■ What to do ■
Convert the items below into a two-column CSV with the header "prompt,answer" and one row per item. Put the item's text in "prompt" and its answer in "answer", each as one quoted field with line breaks replaced by spaces, and omit the pictures.

** start of Input data **

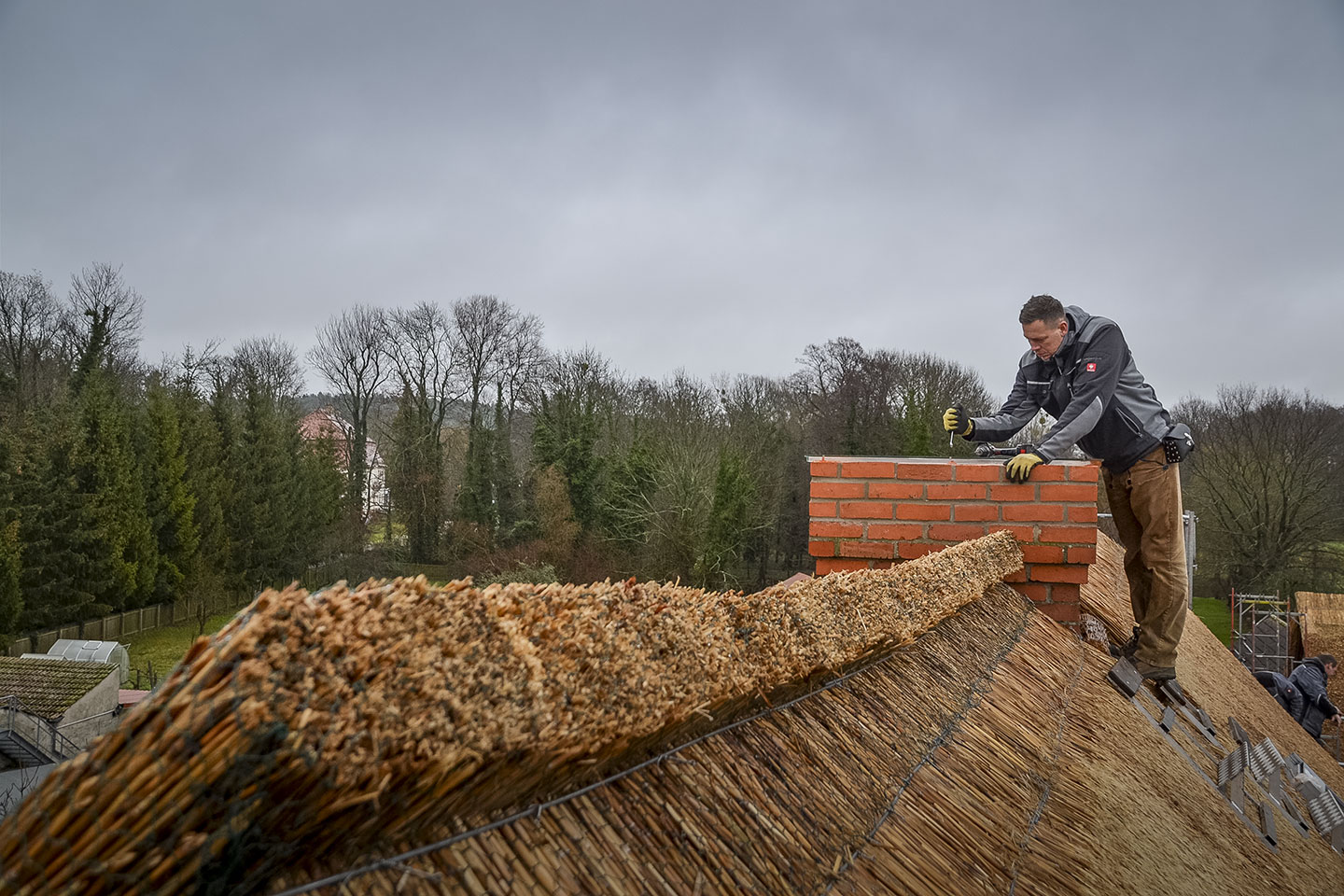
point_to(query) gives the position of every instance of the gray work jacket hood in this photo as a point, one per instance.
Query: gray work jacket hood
(1094, 391)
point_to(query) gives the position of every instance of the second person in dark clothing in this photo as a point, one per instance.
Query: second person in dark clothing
(1310, 679)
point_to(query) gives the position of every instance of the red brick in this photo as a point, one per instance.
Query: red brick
(1042, 553)
(974, 512)
(1013, 492)
(868, 469)
(1080, 492)
(924, 512)
(1020, 532)
(1034, 592)
(898, 491)
(1060, 613)
(837, 489)
(1082, 555)
(953, 532)
(1066, 534)
(839, 566)
(895, 531)
(940, 471)
(867, 550)
(1036, 512)
(866, 510)
(956, 492)
(1058, 572)
(1063, 593)
(1084, 471)
(1082, 513)
(977, 471)
(825, 529)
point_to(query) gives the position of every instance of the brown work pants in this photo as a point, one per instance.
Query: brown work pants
(1145, 504)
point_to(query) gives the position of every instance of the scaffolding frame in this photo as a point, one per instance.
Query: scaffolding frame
(1262, 632)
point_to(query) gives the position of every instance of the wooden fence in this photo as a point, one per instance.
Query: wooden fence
(116, 626)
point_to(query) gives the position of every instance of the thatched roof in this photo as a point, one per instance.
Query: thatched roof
(984, 754)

** end of Input data **

■ Written solution ■
prompt,answer
"point_to(query) gives the position of every instance of the gray work jacket hood in this photo as a point, one per instance. Query: gray work jacket hood","(1094, 391)"
"point_to(query) gives the position of every instance of the second person in dark clothing in this photo as a point, one per instance. Query: second person in dark clothing","(1310, 679)"
"point_to(query) gives the position of every instance of the red brick in this photo as a point, one per instance. Query: red brick","(1042, 553) (974, 512) (1013, 492) (868, 469) (1080, 492) (924, 512) (1020, 532) (1034, 592) (898, 491) (1060, 613) (837, 489) (1082, 555) (953, 532) (1066, 534) (839, 566) (895, 531) (940, 471) (867, 550) (1036, 512) (866, 510) (956, 492) (1058, 572) (1063, 593) (1084, 471) (1082, 513) (977, 471) (825, 529)"
"point_to(query) gives the position of every instance of the brown work pants in this photo as a point, one per instance. Query: brown work pants","(1145, 504)"
"point_to(query) gives the position of every instance of the scaffolding frame in this photo as a point, one per instance. Query: scaffolding frame","(1262, 632)"
"point_to(query) gives the position of every instance of the wooden fence in this photo as a point, one per instance. Query: wooden fence","(116, 626)"
"point_to(query) gives the position of every instance of the thatched roof in this photo as a point, one per instance. Query: thatched roof","(984, 754)"